- [What you are asked to do]: Each entry is to be reproduced verbatim, and images are to be omitted.

Stored data entries:
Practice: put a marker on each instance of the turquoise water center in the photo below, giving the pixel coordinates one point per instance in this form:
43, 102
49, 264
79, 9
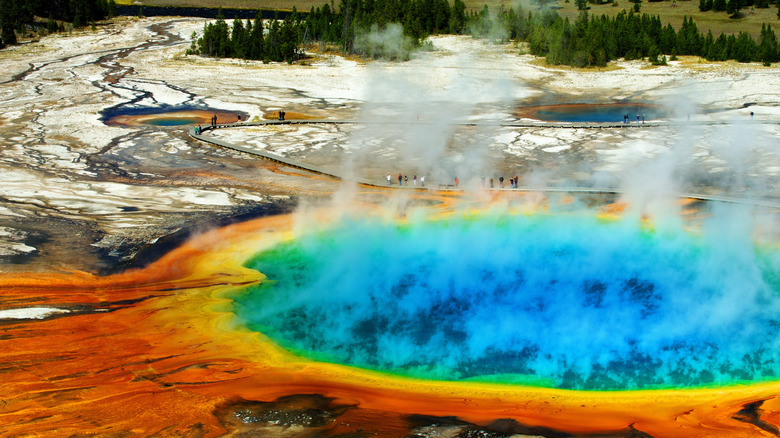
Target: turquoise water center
556, 300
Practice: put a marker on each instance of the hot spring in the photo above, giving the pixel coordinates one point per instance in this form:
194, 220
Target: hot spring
569, 301
585, 112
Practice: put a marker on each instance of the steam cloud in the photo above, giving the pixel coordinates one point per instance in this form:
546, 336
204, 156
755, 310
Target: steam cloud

- [Exercise result]:
Practice: put a marker on each instance of the turquoise water center in the photo below, giving the pixel coordinates one point per instance in this form:
43, 102
49, 264
79, 9
Target: turquoise water center
556, 300
Practice: put a marker on each instance of the hot spring in the photo above, giving the pixel coordinates one point per instance in this form:
194, 220
Target: hot spring
569, 301
585, 112
Practice: put a marker on each instance of the steam cloud in the photo above, giving the pixel coordinates one point per instance in this form:
546, 336
204, 156
755, 310
Target: steam cloud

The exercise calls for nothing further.